### Excerpt to read
⁂

Proposal: Improved Type Inference for Generic Instance Creation

Jeremy Manson jeremy.manson at gmail.com
Fri Feb 27 22:10:25 PST 2009


Improved Type Inference for Generic Instance Creation

(Sorry about the length; I probably got a little carried away)

Author: Jeremy Manson

Overview

Feature Summary

This proposal addresses the addition of limited type inference for
class instance creation expressions to the Java programming language.
In cases where parametrized types need to be explicitly declared for a
constructor, and the full parametrized type < T1 , T2 , ...Tn > of
that constructor is obvious from the context, then the  parameterized
type of the constructor can be replaced with an empty set of type
parameters: <>. The <>  construct is legal to use when constructing an
ob ject and either assigning it to a variable, or when passing  it as
a parameter.

For example, consider the following assignment statement:

Map<String, List<String>> anagrams = new HashMap<String, List<String>>();

This is rather lengthy, so it can be replaced with this:

Map<String, List<String>> anagrams = new HashMap<>();

Major Advantages
Generics have had a tremendously positive impact on type safety in the
Java programming language. They  have made it possible to provide
static guarantees about the type of instances used by other classes,
preventing entire classes of runtime errors from occurring. However,
generics have added complexity to Java, making the code far more
verbose and occasionally difficult to read. Although solving this
problem is well outside the scope of this proposal, a limited form of
type inference would remove unnecessary redundancy from the language.

⁂

### Information given

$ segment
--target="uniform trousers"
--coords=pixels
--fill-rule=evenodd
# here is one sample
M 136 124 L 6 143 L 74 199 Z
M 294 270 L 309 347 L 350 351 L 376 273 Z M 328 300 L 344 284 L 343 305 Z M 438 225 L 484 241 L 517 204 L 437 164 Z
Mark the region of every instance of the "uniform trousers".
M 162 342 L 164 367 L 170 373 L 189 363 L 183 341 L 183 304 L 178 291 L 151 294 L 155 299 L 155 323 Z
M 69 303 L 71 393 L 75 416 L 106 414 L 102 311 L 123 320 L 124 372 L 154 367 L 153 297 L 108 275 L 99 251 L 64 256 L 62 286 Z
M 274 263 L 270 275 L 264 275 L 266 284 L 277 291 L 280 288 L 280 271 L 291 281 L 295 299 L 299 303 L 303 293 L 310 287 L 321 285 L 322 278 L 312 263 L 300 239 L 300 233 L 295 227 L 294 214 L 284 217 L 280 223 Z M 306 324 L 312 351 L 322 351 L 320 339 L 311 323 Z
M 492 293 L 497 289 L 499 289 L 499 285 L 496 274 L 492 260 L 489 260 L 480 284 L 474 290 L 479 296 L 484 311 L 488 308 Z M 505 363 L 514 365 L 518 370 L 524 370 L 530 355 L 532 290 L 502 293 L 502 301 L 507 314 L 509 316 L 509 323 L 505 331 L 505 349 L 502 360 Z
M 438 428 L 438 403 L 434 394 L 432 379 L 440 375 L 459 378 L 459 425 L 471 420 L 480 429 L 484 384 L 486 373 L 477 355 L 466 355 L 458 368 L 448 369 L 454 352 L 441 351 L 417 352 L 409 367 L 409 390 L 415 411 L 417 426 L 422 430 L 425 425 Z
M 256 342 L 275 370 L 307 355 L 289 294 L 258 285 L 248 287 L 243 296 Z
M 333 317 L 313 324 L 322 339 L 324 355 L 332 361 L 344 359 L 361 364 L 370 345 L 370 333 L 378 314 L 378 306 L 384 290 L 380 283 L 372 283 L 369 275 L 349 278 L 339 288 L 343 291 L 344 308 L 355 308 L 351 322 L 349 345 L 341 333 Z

⁂

### Tasks to perform
1. Could you copy the part of the type inference proposal starting with "(Sorry about the" and going on through "the Java programming language."?
2. Which lines in the entries contain the string "trousers"? List each of them in full.

### In response
1.
(Sorry about the length; I probably got a little carried away)

Author: Jeremy Manson

Overview

Feature Summary

This proposal addresses the addition of limited type inference for
class instance creation expressions to the Java programming language.

2.
--target="uniform trousers"
Mark the region of every instance of the "uniform trousers".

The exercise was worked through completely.